** Opening Supplied entries block **
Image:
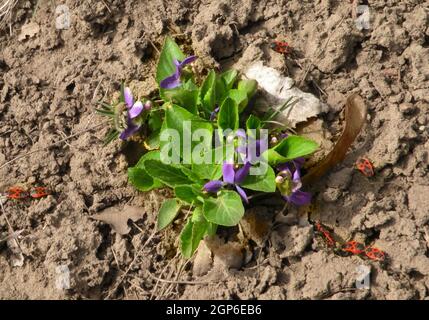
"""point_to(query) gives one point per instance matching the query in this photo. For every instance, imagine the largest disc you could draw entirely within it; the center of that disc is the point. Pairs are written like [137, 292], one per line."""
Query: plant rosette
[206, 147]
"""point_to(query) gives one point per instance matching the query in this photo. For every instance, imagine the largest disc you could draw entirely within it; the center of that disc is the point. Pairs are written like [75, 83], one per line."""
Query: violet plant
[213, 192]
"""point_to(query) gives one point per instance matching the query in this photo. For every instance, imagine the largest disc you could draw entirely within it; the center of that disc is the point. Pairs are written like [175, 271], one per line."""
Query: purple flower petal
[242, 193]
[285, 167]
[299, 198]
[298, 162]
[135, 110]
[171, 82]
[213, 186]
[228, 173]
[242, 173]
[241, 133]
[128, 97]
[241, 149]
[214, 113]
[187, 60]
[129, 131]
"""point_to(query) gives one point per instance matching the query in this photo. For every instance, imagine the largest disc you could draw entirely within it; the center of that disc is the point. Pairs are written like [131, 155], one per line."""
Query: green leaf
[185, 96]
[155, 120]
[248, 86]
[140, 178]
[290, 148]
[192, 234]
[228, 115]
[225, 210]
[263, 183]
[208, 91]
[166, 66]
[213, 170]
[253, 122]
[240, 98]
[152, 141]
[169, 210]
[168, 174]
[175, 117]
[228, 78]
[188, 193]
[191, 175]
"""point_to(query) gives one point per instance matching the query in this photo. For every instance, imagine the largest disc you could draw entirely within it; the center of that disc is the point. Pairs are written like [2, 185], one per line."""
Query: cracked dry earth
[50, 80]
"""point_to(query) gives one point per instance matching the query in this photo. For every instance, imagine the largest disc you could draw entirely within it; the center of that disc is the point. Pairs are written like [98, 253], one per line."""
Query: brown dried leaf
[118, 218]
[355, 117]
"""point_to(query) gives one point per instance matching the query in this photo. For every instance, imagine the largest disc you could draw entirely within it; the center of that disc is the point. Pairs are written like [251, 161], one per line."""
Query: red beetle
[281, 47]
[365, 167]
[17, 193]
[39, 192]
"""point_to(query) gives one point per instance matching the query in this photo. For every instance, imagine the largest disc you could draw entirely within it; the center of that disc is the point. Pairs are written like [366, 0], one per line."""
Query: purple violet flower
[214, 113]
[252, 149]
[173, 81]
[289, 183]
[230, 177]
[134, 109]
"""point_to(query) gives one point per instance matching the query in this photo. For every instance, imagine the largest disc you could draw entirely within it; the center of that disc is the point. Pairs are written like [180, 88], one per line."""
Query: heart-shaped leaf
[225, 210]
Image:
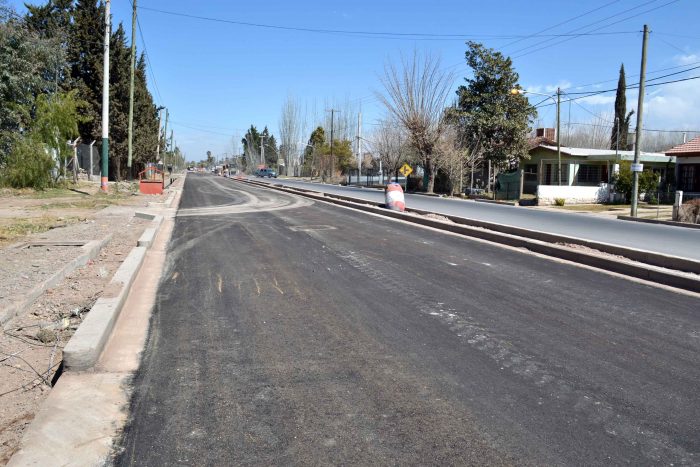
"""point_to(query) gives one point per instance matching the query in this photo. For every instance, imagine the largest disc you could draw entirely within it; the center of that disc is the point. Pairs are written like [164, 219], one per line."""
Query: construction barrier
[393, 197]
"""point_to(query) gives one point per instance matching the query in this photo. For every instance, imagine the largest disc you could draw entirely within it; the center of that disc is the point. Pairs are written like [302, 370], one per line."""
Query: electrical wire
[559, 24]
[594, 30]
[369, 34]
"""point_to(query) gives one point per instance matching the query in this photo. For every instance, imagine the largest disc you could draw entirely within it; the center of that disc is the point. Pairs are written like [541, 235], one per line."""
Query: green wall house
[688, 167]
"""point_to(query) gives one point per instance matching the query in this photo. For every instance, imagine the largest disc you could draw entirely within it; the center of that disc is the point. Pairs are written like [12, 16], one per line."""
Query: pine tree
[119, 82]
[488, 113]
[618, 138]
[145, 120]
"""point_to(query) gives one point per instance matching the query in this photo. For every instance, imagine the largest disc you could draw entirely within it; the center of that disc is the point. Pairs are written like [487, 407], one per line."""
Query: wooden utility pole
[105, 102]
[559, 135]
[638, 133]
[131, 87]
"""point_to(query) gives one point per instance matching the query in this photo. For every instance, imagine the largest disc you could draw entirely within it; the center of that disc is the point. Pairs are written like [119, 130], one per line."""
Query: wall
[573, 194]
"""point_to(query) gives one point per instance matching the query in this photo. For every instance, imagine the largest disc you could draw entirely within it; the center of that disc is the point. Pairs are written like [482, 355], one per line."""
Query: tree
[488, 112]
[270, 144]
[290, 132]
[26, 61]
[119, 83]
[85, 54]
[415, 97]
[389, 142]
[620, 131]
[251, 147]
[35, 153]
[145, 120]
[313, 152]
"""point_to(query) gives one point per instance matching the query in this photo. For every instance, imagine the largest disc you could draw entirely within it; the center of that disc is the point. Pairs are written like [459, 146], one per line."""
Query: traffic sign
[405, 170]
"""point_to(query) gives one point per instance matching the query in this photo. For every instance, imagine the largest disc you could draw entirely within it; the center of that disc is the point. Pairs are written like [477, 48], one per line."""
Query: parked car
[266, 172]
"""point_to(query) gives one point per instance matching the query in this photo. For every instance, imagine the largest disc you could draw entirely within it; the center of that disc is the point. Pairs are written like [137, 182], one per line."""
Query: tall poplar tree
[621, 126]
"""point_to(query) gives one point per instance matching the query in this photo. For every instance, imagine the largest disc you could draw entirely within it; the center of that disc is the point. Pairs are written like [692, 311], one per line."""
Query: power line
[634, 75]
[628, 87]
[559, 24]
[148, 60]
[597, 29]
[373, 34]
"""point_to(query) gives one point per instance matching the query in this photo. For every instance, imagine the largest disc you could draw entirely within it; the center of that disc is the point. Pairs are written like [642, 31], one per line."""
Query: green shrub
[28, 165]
** Closing Supplied entries block **
Write every record out again exactly as written. Pictures don't belong in the copy.

Image:
"""point_to(query) gives one point per instance matching the query in this photo. For every instance, imagine the largest disc you could draw entirely within it; the center of that disc is the point. Pairs are written like [137, 292], one per line."""
Query: plant rosette
[206, 147]
"""point_to(query) gives one point per instance matching the query in this photo. For every instance, imagine the largest disc you could draw entirely within it; the center of that disc is the point. Pairs are written like [75, 83], one per line."""
Query: violet plant
[213, 192]
"""point_to(query) gives one point per instance matching the query in this photo. For every instance, imagine the largest disc you could draw entirely within it; the center of that disc is the point. Pairs are written like [175, 271], one per line."""
Query: purple flower petal
[242, 193]
[285, 167]
[299, 198]
[298, 162]
[135, 110]
[171, 82]
[213, 186]
[228, 173]
[242, 173]
[241, 133]
[128, 97]
[241, 149]
[214, 113]
[187, 60]
[129, 131]
"""point_to(query) gives one point per instance matching the query in this photo. For every instance, imagine the largest disc you could draw entirely within it; the center of that disc is the point. Pairs are written like [131, 155], one per line."""
Query: green leaf
[185, 96]
[155, 120]
[248, 86]
[140, 178]
[290, 148]
[192, 234]
[228, 115]
[225, 210]
[263, 183]
[208, 91]
[166, 66]
[213, 170]
[253, 122]
[240, 98]
[152, 141]
[169, 210]
[168, 174]
[175, 117]
[228, 78]
[188, 193]
[191, 175]
"""point_to(query) gives one point per instance matching the query in this photo. For every instance, imagine the largest disc you could draw entirely within it; the center of that disc is the point. Pairs are written like [2, 185], one per line."""
Query: cracked dry earth
[50, 80]
"""point_to(query) gives one point per instance matching the query in this photo. For every instance, imagine the largest disc you could draw entirely within it; the center of that disc is the point. Pairs are written like [98, 253], one per line."""
Query: brown dried leaf
[118, 218]
[355, 117]
"""point_to(query) gives one point per instance matching the query in this photo. For every instance, imagine the largest disc you could draw entirely within it; the center of that disc is the point. Pairs are written like [251, 161], one per line."""
Query: red beetle
[281, 47]
[365, 167]
[17, 193]
[39, 192]
"""point_to(query) gives one point per instance matching the query in this photo. For every instance, imagine the largest disc you could draw entirely within it; the center of that disc is the point. Pairs are written like [366, 0], one per line."""
Query: purple violet flower
[214, 113]
[252, 149]
[173, 81]
[289, 183]
[230, 177]
[134, 109]
"""point_to(query) gives one point per instance matching the query in this photo. For every instance, imagine the largest disc you could draw entirely within it; the center of that disc is the point. Pairs are written like [180, 88], one per line."""
Query: heart-shaped leaf
[225, 210]
Image:
"""point_to(query) gives one point per instance matching the query in this photo. For every instance, imagine the largest disc you could draw entirely within it; the center of that disc is the point. Pairs are written like [164, 219], one per line."""
Query: construction barrier
[393, 197]
"""point_to(query) gives one point per instance matching the query in this photo. For every instance, imagine the largest disc you could draw entirely within it; the center of that disc is the point. Pairs are written like [302, 370], one per line."""
Query: electrical wire
[559, 24]
[594, 30]
[369, 34]
"""point_to(query) gives one point per instance matching the query in this photo. For every instance, imagine the largest disc you could draw entirely within it; the center of that disc is the point. Pairs are written like [541, 235], one per line."""
Query: green wall house
[688, 167]
"""point_to(query) gives one point per instance matching the query in this photo. For every instance, imagine the largest disc you could draw entirely within it; the center of that disc is the point. Pairs are written like [12, 16], one per line."""
Query: pine tree
[119, 82]
[488, 113]
[618, 138]
[145, 120]
"""point_to(query) gives one point per instance matching the query in this photo. For every instance, imagine the largest disc you could draw entirely within it; the center of that disc is the point. Pairs are written like [487, 407], one per line."""
Query: wooden utility pole
[105, 102]
[559, 135]
[638, 133]
[131, 87]
"""point_to(query) gives one point per instance matching the query in this photo. For every instance, imagine the largest disc you could draw entirely within it; the center of that disc is the point. Pairs are written like [119, 130], one per line."""
Query: wall
[573, 194]
"""point_to(query) gives one point per instance matching the query in this photo. For every instance, imagine the largest disc you could draw entirely within it; the center of that disc is the point. Pairs are written like [482, 355], one per line."""
Query: tree
[488, 112]
[270, 144]
[290, 132]
[26, 61]
[119, 83]
[85, 54]
[415, 97]
[389, 142]
[620, 131]
[251, 147]
[35, 153]
[145, 120]
[313, 152]
"""point_to(query) gives one point per instance matching the query in this photo. For every instance, imagine the largest disc you could draw entirely within it; the center of that disc is the point. Pairs are written like [459, 146], one per line."""
Query: traffic sign
[405, 170]
"""point_to(query) gives one point per instance matching the query in this photo. For every instance, imagine the largest disc you could draw entirely within it; the center of that disc is the point. Pairs are written like [477, 48], one per line."""
Query: parked car
[266, 172]
"""point_to(query) gives one point per instance matching the query in this photo. For every instance, imagine the largest disc you could draw entirely within it; the center of that disc is the point. Pairs are written like [137, 182], one per line."""
Query: tall poplar tree
[621, 126]
"""point_to(query) gives one point per instance matching the query in this photo. For every instance, imagine the largest disc you could draw entirely within it; the center of that disc is the point. Pairs are written like [692, 311], one per line."""
Query: power line
[634, 75]
[628, 87]
[559, 24]
[148, 60]
[597, 29]
[373, 34]
"""point_to(query) gives one point per instance matching the query in this photo. For every instance, imagine the largest disc you could draw entirely within it; the center of that disc is the point. Pairs are written like [642, 31], one per line."""
Query: green shrub
[28, 165]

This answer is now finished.